▽

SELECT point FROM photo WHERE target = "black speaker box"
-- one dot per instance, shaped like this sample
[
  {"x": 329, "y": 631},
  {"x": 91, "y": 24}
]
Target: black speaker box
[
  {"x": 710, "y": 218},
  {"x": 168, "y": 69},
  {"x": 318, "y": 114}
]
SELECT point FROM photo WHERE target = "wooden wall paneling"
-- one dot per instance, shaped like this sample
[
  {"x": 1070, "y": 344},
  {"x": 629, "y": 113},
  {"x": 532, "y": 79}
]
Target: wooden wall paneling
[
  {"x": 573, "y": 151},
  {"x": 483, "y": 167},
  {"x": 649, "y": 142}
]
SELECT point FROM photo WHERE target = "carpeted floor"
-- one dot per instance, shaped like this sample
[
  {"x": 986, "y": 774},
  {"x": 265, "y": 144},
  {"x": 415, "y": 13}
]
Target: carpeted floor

△

### Given request
Extract every line of the records above and reproduce each one verbatim, in its original order, with no character altered, added, or left out.

### Written solution
SELECT point FROM photo WHERE target = "black speaker box"
-- one dot per instance, shaped like this sample
[
  {"x": 329, "y": 631},
  {"x": 91, "y": 24}
]
Target: black speaker box
[
  {"x": 710, "y": 218},
  {"x": 168, "y": 69},
  {"x": 318, "y": 114}
]
SELECT point FROM photo WHERE target = "wooden wall paneling"
-- one dot per instance, shaped like this sample
[
  {"x": 1070, "y": 344},
  {"x": 629, "y": 113},
  {"x": 532, "y": 79}
]
Target: wooden wall paneling
[
  {"x": 573, "y": 151},
  {"x": 483, "y": 167},
  {"x": 649, "y": 142}
]
SELECT point FROM photo WHERE target = "carpeted floor"
-- one dot per instance, shaped like this sample
[
  {"x": 986, "y": 774},
  {"x": 265, "y": 144},
  {"x": 415, "y": 13}
]
Target: carpeted floor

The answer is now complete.